Reproduce the records word for word, apart from the images they contain.

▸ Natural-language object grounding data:
##########

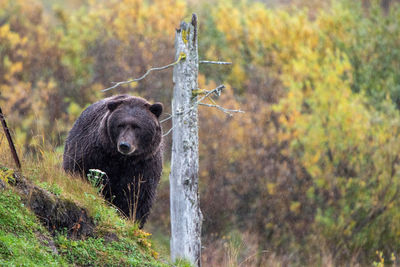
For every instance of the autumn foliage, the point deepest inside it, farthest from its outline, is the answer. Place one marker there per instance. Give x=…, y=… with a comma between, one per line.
x=310, y=173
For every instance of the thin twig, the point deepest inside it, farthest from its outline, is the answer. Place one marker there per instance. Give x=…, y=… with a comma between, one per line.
x=9, y=139
x=225, y=110
x=214, y=62
x=168, y=132
x=217, y=91
x=116, y=84
x=166, y=119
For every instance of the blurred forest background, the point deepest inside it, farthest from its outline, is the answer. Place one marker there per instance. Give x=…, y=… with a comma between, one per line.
x=309, y=174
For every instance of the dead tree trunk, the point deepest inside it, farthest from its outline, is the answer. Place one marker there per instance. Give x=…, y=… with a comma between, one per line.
x=186, y=218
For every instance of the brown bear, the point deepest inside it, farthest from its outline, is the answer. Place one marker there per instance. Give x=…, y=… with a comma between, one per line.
x=122, y=136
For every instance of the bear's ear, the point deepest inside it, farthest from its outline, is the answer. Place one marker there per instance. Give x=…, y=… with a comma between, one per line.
x=156, y=109
x=113, y=104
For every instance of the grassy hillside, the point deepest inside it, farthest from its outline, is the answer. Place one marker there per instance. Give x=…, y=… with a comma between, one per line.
x=29, y=240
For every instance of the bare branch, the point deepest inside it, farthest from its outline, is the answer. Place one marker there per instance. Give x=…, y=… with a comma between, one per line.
x=116, y=84
x=225, y=110
x=166, y=119
x=168, y=132
x=217, y=91
x=214, y=62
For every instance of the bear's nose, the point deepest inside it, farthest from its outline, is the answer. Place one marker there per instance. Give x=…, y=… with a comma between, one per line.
x=124, y=147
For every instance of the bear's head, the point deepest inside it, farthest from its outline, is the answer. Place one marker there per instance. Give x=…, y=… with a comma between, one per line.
x=133, y=126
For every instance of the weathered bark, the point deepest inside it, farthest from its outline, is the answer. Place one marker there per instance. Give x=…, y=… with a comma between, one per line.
x=9, y=139
x=186, y=216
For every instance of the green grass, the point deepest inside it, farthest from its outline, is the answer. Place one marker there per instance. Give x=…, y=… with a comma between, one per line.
x=116, y=241
x=20, y=233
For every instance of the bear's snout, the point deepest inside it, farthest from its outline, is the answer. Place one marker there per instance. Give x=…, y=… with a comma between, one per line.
x=125, y=148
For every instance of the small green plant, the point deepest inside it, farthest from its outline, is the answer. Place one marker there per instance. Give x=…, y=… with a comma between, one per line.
x=95, y=178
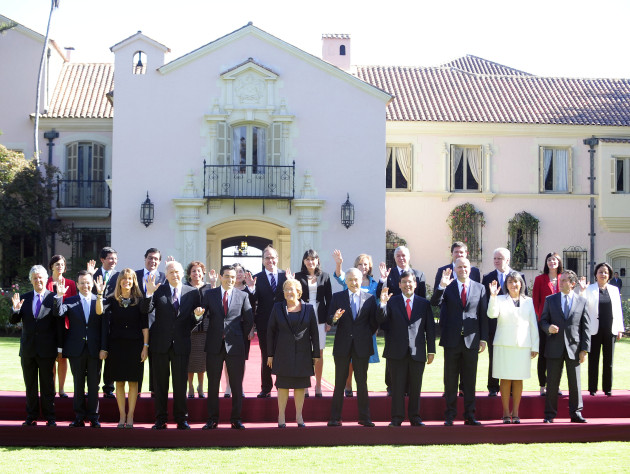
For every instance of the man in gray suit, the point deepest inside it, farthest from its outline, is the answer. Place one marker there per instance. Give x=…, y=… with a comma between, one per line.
x=565, y=320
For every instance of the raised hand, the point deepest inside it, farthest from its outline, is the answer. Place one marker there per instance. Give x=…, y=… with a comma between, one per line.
x=17, y=302
x=99, y=284
x=151, y=285
x=61, y=288
x=447, y=277
x=384, y=270
x=337, y=256
x=212, y=278
x=338, y=314
x=385, y=295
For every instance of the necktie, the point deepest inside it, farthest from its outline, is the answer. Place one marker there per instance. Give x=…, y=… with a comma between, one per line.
x=38, y=305
x=86, y=309
x=175, y=300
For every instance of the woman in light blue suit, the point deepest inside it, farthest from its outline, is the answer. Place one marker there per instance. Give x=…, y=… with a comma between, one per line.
x=515, y=342
x=604, y=310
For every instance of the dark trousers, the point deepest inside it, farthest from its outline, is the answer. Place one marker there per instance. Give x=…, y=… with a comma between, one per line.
x=493, y=384
x=108, y=382
x=34, y=369
x=406, y=370
x=604, y=344
x=554, y=372
x=235, y=366
x=460, y=360
x=342, y=366
x=266, y=384
x=82, y=366
x=163, y=364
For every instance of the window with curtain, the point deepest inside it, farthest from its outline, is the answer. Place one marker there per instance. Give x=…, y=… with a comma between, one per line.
x=466, y=168
x=556, y=170
x=398, y=167
x=621, y=175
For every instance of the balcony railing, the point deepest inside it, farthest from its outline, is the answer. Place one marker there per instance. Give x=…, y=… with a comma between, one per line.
x=248, y=181
x=74, y=193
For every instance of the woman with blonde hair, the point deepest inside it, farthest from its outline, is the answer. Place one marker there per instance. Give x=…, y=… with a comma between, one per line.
x=128, y=338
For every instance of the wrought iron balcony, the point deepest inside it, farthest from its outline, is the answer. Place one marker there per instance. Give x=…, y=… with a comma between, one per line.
x=248, y=181
x=85, y=194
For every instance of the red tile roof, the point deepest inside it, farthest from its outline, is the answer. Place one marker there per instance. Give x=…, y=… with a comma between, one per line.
x=449, y=94
x=81, y=91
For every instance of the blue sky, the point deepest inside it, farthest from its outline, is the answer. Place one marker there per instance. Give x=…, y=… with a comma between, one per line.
x=550, y=38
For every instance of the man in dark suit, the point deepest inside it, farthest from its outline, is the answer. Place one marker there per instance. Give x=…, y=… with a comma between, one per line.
x=501, y=260
x=107, y=271
x=617, y=281
x=230, y=320
x=565, y=320
x=409, y=344
x=266, y=290
x=152, y=259
x=85, y=345
x=463, y=334
x=40, y=345
x=390, y=277
x=353, y=313
x=177, y=312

##########

▸ WRITTEN RESPONSE:
For every instance of the autumn foliage, the point deepest inside it, farthest from its outline, is the answer. Place one marker there per instance. Give x=…, y=… with a comma between, one per line.
x=310, y=173
For every instance of the thin twig, the point deepest inside it, farthest from its outline, is the answer. Place one marker there per instance. Give x=…, y=… with a comma between, one per line.
x=9, y=139
x=225, y=110
x=214, y=62
x=168, y=132
x=217, y=91
x=116, y=84
x=166, y=119
For every instance of the blurred forest background, the point deepest inside it, farthest from its outline, is the answer. Place one marker there per instance. Give x=…, y=… with a comma between, one per line.
x=309, y=174
For every instance of the dead tree trunk, the point deepest inside it, farthest from its outline, is the answer. Place one marker there per instance. Give x=…, y=… with a comma between, one per line.
x=186, y=218
For every instance of the brown bear, the point deepest inside it, farthest from its outline, is the answer. Place one marker there per instance. Give x=…, y=… with a comma between, one per line.
x=122, y=136
For every instance of the bear's ear, the point deepest inside it, farthest from its outline, is the answer. Place one marker there per instance. Give x=…, y=… with a comma between, one per line.
x=156, y=109
x=113, y=104
For every instance of the grassy hillside, the point deepest inside it, farthest from its outline, is the answer. Place one marker there per instance. Give x=…, y=… with a comma between, one per line.
x=29, y=240
For every instance of the bare branch, the point deepest inside it, farthest from its outline, is the answer. Place one marker there per instance. Give x=…, y=… with a comma between, one per line.
x=116, y=84
x=225, y=110
x=166, y=119
x=168, y=132
x=217, y=91
x=214, y=62
For every instance of the bear's nose, the point deepest inside it, farthest from its outline, is the answer. Place one marker there per instance. Give x=…, y=… with a comma between, one per line.
x=124, y=147
For every instance of the bear's head, the point deepest inside it, farthest from its outline, is the answer. Place one marker there per instance. Give x=…, y=… with a comma between, one per line.
x=133, y=126
For every instance of the weathered bark, the point deepest inside it, farthest from its outline, is the answer. Place one marker there per instance. Give x=…, y=… with a comma between, one per line.
x=9, y=139
x=186, y=216
For every instance of the green grass, the point deepest inside it, farthest from its outline, is the answer. Place one marker there per instance. Give x=…, y=… with a comma between, one per line.
x=116, y=241
x=20, y=233
For every instance of the bear's snout, the point deepest inside it, farthest from its outline, is the answer. Place one marker there per instance. Give x=…, y=… with a comma between, one per line.
x=125, y=148
For every instance of the small green plant, the point deepest inside it, farthest from its outline, is the answer. Place one marker there per instance. Give x=…, y=… with a comma between, one per line.
x=95, y=178
For every instance of the man in gray suit, the point deepest inside it, farthest from its outline, is the answer. Place one marker there per instance. Give x=…, y=… with a comma between, one per line.
x=565, y=320
For every instance of the raised hand, the point deepest inside it, farthest from its outline, is the answer. Place one marker there per instance. Give x=…, y=… with a comma between, one per line.
x=17, y=302
x=99, y=284
x=151, y=285
x=61, y=288
x=447, y=277
x=384, y=270
x=337, y=256
x=212, y=278
x=338, y=314
x=385, y=295
For every instance of the necktie, the point deepest inside it, farthest from its outline, is the answer. Place one marker there per instance. Give x=…, y=… with a comma between, one per line.
x=38, y=305
x=86, y=309
x=175, y=300
For every instance of the woman in light blue suit, the point deepest inside it, farthest from its outline, is the answer. Place one marker there per instance. Give x=…, y=… with a comma between, one per line.
x=515, y=342
x=604, y=310
For every instance of the dark trousers, the point deepest inside it, farthest from its outline, is the answer. Place one marker there per instance. Give x=…, y=… with a comma between, one per line.
x=493, y=384
x=108, y=382
x=34, y=369
x=406, y=370
x=604, y=344
x=554, y=372
x=235, y=366
x=460, y=360
x=342, y=366
x=266, y=384
x=82, y=366
x=163, y=364
For every instance of the window with curtain, the point deepest inside it, farthest from its outline, is the answer. Place one marker there per instance. Give x=…, y=… with a comma between, one per line.
x=466, y=168
x=556, y=170
x=398, y=167
x=621, y=175
For every instance of the balcony railing, the point deepest inside it, farthest from its outline, is the answer. Place one marker there per instance. Give x=…, y=… with a comma between, one per line.
x=248, y=181
x=74, y=193
For every instance of the woman with blonde hair, the point deepest inside it, farthest from its outline, is the answer. Place one marker there per instance. Give x=…, y=… with a comma between, one per line.
x=128, y=338
For every instance of the wrought iron balcony, the point deepest inside it, farthest from its outline, is the answer. Place one marker there per instance. Give x=…, y=… with a comma between, one per line.
x=248, y=181
x=85, y=194
For every instance of the red tile roof, the point deepest inside it, farthest from its outline, is the answer. Place one marker there per instance. Give x=…, y=… with a comma between, one per line.
x=449, y=94
x=81, y=91
For every instance of the blue sky, the point deepest inside it, farthest from its outline, is the answer. Place one marker there per instance. Give x=…, y=… with a comma between, one per line.
x=550, y=38
For every instance of the man in dark suit, the point deepest inside it, farthest from its outline, is the answer. Place one marker there per instance. Give x=…, y=… with a comma between, one per line.
x=501, y=260
x=107, y=271
x=617, y=281
x=230, y=320
x=565, y=320
x=409, y=344
x=266, y=290
x=152, y=259
x=85, y=345
x=463, y=334
x=40, y=345
x=390, y=277
x=353, y=313
x=177, y=312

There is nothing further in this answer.